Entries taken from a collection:
────────

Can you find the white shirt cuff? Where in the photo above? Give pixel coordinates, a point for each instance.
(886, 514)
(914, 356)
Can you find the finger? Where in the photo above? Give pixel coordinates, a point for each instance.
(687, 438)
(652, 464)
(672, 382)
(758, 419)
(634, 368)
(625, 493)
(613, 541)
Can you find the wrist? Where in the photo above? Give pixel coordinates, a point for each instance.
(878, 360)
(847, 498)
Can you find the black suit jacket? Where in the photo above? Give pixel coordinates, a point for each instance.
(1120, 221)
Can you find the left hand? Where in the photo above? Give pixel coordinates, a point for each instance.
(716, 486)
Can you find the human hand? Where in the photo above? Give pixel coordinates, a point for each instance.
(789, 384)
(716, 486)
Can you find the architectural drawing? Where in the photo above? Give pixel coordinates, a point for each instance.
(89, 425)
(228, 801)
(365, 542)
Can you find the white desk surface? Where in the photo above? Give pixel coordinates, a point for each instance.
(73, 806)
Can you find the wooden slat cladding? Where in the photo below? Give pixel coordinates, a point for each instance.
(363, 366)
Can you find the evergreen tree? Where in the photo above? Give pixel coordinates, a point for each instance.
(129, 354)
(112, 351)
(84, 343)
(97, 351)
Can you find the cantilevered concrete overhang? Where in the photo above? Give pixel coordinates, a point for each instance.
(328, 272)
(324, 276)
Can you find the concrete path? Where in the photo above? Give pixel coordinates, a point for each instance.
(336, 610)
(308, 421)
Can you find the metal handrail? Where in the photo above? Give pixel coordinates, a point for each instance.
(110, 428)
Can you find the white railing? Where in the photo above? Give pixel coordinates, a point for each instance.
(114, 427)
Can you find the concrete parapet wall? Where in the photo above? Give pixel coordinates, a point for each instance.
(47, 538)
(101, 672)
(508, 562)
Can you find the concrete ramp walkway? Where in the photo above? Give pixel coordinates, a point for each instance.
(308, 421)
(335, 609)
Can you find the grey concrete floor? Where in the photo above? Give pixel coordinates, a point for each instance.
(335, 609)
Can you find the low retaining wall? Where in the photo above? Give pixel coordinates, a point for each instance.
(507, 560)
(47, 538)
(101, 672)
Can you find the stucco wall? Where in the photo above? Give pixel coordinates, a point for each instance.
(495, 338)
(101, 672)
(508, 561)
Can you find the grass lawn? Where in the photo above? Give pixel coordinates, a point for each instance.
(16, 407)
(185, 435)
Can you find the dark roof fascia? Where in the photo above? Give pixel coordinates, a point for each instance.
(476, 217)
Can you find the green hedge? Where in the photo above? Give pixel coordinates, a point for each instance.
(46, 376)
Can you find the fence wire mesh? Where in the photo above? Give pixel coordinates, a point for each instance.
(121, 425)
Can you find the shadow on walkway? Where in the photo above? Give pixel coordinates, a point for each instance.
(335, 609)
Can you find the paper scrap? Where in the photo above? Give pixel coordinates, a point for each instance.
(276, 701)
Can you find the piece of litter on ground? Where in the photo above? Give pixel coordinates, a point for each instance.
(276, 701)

────────

* _Aim of the exercise_
Lines from the one containing "Can you find the paper" through the last line of the records, restated word for word: that is the whole response.

* _Response below_
Can you find the paper scrap? Where in the photo above? Give pixel coordinates, a point for each instance.
(276, 701)
Can you find the piece of litter on ground? Where in the photo above? Give pixel coordinates, a point for each instance.
(276, 701)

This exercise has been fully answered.